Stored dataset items
****

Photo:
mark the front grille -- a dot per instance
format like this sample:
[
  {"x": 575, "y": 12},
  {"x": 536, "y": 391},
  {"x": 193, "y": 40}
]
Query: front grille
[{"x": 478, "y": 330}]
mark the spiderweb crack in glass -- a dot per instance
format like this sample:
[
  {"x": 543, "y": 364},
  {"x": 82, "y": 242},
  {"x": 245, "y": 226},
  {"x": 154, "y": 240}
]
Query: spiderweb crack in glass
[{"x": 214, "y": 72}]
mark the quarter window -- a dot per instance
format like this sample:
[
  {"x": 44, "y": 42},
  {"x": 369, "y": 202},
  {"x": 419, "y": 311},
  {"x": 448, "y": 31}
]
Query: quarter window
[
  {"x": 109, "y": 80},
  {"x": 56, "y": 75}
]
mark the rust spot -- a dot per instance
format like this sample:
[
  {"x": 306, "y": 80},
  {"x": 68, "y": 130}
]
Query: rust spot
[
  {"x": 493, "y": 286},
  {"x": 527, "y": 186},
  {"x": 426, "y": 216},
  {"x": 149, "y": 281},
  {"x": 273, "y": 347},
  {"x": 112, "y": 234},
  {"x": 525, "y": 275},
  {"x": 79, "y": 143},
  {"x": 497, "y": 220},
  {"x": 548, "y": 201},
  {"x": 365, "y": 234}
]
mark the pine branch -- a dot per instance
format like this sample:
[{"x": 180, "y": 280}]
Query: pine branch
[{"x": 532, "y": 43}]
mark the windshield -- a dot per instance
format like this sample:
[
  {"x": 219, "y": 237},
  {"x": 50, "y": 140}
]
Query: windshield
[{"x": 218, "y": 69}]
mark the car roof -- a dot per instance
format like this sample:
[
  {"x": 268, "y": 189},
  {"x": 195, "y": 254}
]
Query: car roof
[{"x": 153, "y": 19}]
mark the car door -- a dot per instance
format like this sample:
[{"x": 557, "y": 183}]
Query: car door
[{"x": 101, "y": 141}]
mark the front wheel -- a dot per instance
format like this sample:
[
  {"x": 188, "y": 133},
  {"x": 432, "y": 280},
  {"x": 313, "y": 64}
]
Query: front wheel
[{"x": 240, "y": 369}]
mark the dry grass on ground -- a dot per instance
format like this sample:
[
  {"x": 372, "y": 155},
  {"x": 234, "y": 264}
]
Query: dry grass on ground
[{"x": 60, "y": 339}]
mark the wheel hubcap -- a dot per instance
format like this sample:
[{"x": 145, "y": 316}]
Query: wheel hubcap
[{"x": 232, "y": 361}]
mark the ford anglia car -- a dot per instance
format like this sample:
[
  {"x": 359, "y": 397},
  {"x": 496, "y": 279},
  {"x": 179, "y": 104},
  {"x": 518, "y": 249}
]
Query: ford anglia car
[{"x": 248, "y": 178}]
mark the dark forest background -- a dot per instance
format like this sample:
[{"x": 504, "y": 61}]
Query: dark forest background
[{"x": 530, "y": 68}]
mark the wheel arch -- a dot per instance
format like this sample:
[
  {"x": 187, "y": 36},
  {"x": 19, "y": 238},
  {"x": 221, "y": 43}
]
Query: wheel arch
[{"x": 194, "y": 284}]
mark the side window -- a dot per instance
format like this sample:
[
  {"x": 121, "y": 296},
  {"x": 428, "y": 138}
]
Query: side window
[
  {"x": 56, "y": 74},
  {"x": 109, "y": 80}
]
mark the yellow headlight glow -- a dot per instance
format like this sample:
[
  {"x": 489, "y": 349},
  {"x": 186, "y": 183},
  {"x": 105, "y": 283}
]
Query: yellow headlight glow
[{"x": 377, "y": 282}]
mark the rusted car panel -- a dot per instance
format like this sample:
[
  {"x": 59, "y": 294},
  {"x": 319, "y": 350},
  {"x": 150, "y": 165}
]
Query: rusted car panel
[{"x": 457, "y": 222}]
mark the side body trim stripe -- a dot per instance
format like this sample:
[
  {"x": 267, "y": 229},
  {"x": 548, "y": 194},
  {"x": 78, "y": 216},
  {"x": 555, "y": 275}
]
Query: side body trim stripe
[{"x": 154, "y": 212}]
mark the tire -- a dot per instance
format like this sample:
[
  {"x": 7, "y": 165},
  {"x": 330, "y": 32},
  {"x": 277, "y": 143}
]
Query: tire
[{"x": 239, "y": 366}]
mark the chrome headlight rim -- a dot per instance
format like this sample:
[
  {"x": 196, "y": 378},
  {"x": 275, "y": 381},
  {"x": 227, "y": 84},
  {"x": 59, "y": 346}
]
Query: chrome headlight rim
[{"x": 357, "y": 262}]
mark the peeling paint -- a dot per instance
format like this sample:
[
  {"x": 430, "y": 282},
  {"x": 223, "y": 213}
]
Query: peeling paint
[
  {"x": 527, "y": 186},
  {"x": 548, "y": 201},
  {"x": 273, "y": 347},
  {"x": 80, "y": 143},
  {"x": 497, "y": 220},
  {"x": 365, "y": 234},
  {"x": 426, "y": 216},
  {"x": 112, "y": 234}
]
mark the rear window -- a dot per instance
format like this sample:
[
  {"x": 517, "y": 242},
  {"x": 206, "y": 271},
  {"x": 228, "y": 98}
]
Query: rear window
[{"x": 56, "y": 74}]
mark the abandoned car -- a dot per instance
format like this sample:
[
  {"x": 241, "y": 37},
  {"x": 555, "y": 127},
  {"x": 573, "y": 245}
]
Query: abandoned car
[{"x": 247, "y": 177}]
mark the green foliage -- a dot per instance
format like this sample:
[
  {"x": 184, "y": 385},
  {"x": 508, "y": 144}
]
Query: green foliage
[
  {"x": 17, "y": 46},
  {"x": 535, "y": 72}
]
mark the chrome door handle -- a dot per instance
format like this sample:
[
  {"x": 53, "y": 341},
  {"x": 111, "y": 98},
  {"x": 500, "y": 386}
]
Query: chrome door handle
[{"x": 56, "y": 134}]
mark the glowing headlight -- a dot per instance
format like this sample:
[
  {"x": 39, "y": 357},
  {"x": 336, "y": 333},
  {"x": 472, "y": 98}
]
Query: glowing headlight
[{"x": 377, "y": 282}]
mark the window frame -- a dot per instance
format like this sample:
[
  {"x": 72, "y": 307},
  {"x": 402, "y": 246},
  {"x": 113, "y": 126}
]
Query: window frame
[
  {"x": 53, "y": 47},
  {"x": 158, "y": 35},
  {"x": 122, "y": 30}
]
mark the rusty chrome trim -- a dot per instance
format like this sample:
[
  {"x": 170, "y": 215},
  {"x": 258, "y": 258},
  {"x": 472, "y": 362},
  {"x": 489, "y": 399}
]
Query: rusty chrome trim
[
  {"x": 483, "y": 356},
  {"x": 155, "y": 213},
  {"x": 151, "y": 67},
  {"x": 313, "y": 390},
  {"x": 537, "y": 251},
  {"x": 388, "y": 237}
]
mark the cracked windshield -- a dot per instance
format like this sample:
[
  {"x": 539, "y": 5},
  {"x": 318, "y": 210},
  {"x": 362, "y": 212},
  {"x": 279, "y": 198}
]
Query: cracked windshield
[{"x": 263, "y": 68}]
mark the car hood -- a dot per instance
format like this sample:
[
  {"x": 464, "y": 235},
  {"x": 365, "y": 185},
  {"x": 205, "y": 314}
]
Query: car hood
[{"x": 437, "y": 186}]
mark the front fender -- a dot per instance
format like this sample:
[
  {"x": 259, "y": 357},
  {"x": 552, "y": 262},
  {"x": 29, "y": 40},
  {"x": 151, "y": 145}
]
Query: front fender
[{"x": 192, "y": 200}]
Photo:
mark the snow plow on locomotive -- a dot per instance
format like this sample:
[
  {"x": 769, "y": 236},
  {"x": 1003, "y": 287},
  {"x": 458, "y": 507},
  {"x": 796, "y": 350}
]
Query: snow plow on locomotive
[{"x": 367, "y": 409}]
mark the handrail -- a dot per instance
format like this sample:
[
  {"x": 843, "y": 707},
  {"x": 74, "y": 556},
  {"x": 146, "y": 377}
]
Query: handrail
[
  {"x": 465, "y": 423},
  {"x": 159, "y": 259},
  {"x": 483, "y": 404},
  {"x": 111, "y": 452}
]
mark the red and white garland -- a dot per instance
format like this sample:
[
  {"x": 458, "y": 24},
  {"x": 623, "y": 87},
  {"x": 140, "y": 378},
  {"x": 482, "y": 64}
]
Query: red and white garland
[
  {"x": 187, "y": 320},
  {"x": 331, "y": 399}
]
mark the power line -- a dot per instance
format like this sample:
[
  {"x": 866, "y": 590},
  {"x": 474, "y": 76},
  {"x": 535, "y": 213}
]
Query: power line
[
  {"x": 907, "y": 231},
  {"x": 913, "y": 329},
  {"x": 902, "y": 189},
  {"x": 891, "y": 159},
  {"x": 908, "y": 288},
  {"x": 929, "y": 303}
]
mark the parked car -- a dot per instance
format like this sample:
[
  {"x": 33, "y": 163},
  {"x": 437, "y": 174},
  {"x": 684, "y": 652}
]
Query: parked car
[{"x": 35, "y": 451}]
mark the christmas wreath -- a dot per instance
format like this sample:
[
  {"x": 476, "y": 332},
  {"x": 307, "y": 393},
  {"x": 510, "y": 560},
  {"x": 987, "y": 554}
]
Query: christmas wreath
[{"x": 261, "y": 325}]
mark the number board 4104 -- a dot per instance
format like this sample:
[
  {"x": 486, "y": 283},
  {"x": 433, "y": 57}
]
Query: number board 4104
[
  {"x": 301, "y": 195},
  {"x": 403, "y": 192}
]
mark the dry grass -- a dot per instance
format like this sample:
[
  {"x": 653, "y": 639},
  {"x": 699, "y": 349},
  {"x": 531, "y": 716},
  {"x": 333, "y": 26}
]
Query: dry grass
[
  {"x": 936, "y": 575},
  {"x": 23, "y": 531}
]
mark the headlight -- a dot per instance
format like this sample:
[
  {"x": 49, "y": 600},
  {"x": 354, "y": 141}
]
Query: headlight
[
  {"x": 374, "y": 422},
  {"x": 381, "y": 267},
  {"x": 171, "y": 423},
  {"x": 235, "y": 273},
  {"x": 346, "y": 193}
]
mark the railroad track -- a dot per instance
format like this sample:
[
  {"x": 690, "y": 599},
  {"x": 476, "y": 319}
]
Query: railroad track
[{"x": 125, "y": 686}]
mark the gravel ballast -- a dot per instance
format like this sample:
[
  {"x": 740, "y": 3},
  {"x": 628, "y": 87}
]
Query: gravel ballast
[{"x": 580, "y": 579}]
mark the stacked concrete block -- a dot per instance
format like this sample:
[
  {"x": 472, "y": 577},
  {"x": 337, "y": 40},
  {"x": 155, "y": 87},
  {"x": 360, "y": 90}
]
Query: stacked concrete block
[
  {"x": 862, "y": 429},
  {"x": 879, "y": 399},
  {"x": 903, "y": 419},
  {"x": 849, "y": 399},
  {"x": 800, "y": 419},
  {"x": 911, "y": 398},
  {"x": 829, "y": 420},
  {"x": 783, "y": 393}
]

****

● OBJECTIVE
Copy exactly the lines from the one containing "mark the power line -- a dot per instance" through the last line of the records, both included, and nothing else.

● SOLUTION TO THIS TASK
mark the power line -- a dot per instance
format like this sample:
[
  {"x": 866, "y": 590},
  {"x": 474, "y": 76},
  {"x": 535, "y": 213}
]
Query: power line
[
  {"x": 907, "y": 231},
  {"x": 913, "y": 329},
  {"x": 902, "y": 189},
  {"x": 891, "y": 159},
  {"x": 908, "y": 288},
  {"x": 929, "y": 303}
]
mark the parked car -- a dot per instance
format like this sample:
[
  {"x": 33, "y": 163},
  {"x": 437, "y": 174},
  {"x": 684, "y": 652}
]
Query: parked car
[{"x": 35, "y": 451}]
mark the christmas wreath -- a dot per instance
format like this sample:
[
  {"x": 476, "y": 332},
  {"x": 307, "y": 393},
  {"x": 510, "y": 560},
  {"x": 987, "y": 554}
]
Query: christmas wreath
[{"x": 261, "y": 325}]
mark the number board 4104 -- a dot per instance
format like this sample:
[
  {"x": 486, "y": 283},
  {"x": 433, "y": 57}
]
Query: number board 4104
[
  {"x": 301, "y": 195},
  {"x": 403, "y": 192}
]
mark the dry grass -- a dot per instance
format like this sample:
[
  {"x": 653, "y": 639},
  {"x": 699, "y": 349},
  {"x": 531, "y": 716},
  {"x": 333, "y": 26}
]
Query: dry grass
[
  {"x": 936, "y": 575},
  {"x": 23, "y": 531}
]
mark the headlight -- a dot per instance
format like this sample:
[
  {"x": 49, "y": 600},
  {"x": 354, "y": 141}
]
Query: headlight
[
  {"x": 374, "y": 422},
  {"x": 381, "y": 267},
  {"x": 171, "y": 423},
  {"x": 235, "y": 273},
  {"x": 346, "y": 193}
]
mark the railroad track -- a dot per instance
format like this sample:
[
  {"x": 690, "y": 599},
  {"x": 476, "y": 319}
]
Query: railroad track
[{"x": 125, "y": 686}]
mark the gravel ballast -- a dot per instance
format like this sample:
[
  {"x": 740, "y": 3},
  {"x": 628, "y": 87}
]
Query: gravel ballast
[{"x": 580, "y": 579}]
mark the stacked concrete block -- a dot per instance
format like this sample:
[
  {"x": 472, "y": 577},
  {"x": 337, "y": 40},
  {"x": 155, "y": 87},
  {"x": 360, "y": 90}
]
Query: stacked concrete block
[
  {"x": 862, "y": 429},
  {"x": 879, "y": 399},
  {"x": 903, "y": 419},
  {"x": 849, "y": 399},
  {"x": 800, "y": 419},
  {"x": 911, "y": 398},
  {"x": 829, "y": 420},
  {"x": 783, "y": 393}
]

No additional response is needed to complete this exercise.